**Gestellte Aufgabe 1**
Sammle alle Zeilen aus den Einträgen, in denen das Wort „window“ vorkommt.

**Vorliegender Text**
Der Plattensee oder Balaton, wie er im Ungarischen heißt, ist „für mich die Riviera“ – so heißt es in einem bekannten ungarischen Song. Und das empfinden nicht nur Ungarn so. An den nicht mal drei Meter tiefen See zog es bis 1989 Menschen aus den verschiedensten Ostblock-Ländern. Der See ist dabei aus der deutschen und ungarischen Geschichte ebenso wenig wegzudenken wie die Berliner Mauer oder der Eiserne Vorhang. Der Balaton war ein Ort, an dem schon vorher möglich war, was später erst offiziell ging: die deutsche Einheit.
Zwischen 1961 und 1989 lebten jeweils über die Dauer von zwei Monaten etwa sechs Millionen Touristen, vor allem Deutsche, am Ufer und grillten sich in der Sonne. Die Motive der deutschen Urlauber vor der Wende waren dabei verschieden: Es gab die typischen Familientreffen zwischen West- und Ostdeutschen am Seeufer. Und es gab die Rocktouristen, die wegen der Beat-Musik kamen (in der DDR gab es seit 1965 ein Beat-Verbot). Manche von ihnen verliebten sich in Westdeutsche und flohen von hier gleich ganz in den Westen.

**Vorliegende Angaben**
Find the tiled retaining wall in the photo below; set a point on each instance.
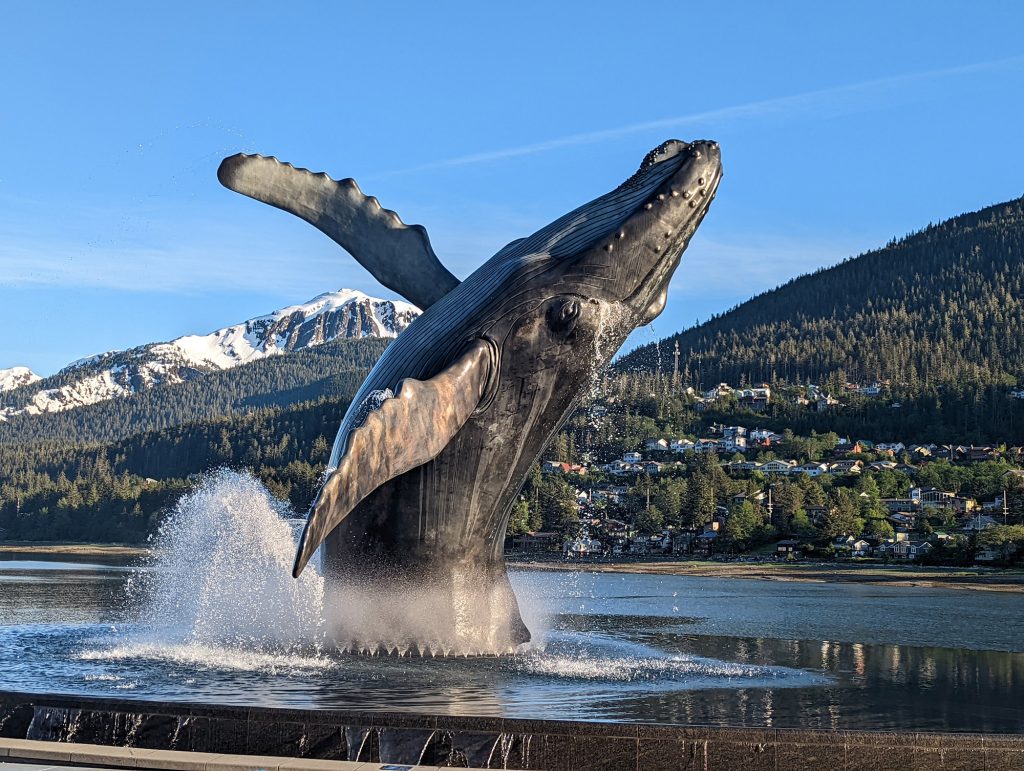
(488, 742)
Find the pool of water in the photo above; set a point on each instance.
(624, 647)
(215, 616)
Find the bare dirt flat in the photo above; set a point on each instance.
(992, 580)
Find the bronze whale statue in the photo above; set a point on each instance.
(438, 440)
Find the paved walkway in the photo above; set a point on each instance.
(23, 755)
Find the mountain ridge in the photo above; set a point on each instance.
(943, 304)
(329, 316)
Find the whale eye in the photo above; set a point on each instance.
(562, 315)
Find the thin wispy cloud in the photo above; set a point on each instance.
(836, 99)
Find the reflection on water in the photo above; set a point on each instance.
(612, 647)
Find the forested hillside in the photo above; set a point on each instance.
(941, 306)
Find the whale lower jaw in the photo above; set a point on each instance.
(394, 607)
(417, 650)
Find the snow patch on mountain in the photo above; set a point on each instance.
(15, 377)
(346, 313)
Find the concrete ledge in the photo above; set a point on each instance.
(14, 751)
(287, 739)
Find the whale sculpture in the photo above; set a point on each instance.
(438, 440)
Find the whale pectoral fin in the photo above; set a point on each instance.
(399, 256)
(406, 431)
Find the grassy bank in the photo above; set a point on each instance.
(72, 550)
(991, 580)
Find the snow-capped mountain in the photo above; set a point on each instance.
(15, 377)
(346, 313)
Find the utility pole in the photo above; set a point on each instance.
(675, 369)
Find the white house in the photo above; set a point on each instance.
(680, 445)
(814, 469)
(778, 467)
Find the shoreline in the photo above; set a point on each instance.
(73, 550)
(977, 579)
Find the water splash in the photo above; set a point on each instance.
(220, 579)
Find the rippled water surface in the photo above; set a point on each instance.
(625, 647)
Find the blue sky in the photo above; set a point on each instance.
(840, 126)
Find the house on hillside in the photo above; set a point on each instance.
(537, 542)
(847, 467)
(778, 467)
(825, 402)
(813, 469)
(755, 399)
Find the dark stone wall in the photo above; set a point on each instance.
(488, 742)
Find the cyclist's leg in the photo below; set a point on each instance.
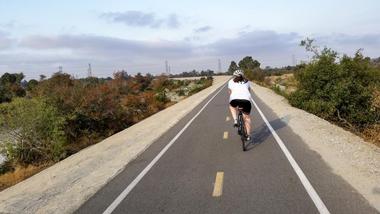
(233, 110)
(246, 115)
(247, 122)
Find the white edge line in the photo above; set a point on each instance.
(129, 188)
(305, 182)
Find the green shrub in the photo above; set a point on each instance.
(33, 131)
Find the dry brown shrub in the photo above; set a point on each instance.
(372, 134)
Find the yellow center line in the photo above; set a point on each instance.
(225, 135)
(218, 185)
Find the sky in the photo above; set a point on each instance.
(37, 37)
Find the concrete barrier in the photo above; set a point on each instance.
(65, 186)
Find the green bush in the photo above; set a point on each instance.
(33, 131)
(338, 89)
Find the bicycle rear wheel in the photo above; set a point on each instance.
(243, 134)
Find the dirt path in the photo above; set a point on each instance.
(355, 160)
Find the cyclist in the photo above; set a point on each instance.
(239, 90)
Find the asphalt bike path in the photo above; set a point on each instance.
(206, 171)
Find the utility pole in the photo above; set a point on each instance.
(219, 66)
(166, 67)
(89, 70)
(294, 61)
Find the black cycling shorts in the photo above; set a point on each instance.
(244, 104)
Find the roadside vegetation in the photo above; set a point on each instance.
(341, 89)
(44, 121)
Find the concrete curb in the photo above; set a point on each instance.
(65, 186)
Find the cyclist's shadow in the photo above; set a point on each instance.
(260, 134)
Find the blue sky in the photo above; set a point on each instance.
(36, 37)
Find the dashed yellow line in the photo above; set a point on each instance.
(218, 185)
(225, 135)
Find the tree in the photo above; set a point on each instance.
(11, 86)
(339, 89)
(248, 63)
(34, 131)
(233, 67)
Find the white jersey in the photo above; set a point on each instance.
(239, 90)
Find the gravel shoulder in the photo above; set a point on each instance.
(65, 186)
(355, 160)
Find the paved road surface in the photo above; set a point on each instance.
(260, 180)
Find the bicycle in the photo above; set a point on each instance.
(242, 131)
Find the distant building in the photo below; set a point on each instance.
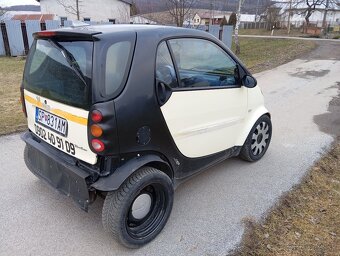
(207, 17)
(10, 14)
(113, 11)
(39, 17)
(140, 19)
(247, 18)
(298, 15)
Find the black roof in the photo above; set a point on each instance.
(150, 29)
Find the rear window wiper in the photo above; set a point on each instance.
(70, 60)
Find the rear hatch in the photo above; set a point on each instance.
(57, 92)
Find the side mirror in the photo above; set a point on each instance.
(249, 81)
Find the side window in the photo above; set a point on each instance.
(117, 58)
(202, 63)
(165, 70)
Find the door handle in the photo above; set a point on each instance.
(163, 92)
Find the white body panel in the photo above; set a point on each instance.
(77, 126)
(204, 122)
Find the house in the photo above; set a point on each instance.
(140, 19)
(113, 11)
(10, 14)
(207, 17)
(247, 18)
(297, 18)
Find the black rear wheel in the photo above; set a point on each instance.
(137, 212)
(258, 140)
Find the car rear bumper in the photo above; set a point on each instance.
(62, 175)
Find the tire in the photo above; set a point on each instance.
(258, 140)
(137, 212)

**Gestellte Aufgabe 2**
Erkläre mit Hilfe des Texts über den Plattensee, warum vor der Wende auch Rocktouristen an den See kamen.

**Ergebnis 1**
Find the rear window wiper in the photo above; set a point on each instance.
Find the side window in the photo above; set a point on each instance.

**Ergebnis 2**
Die Rocktouristen kamen wegen der Beat-Musik an den Balaton. In der DDR gab es seit 1965 ein Beat-Verbot.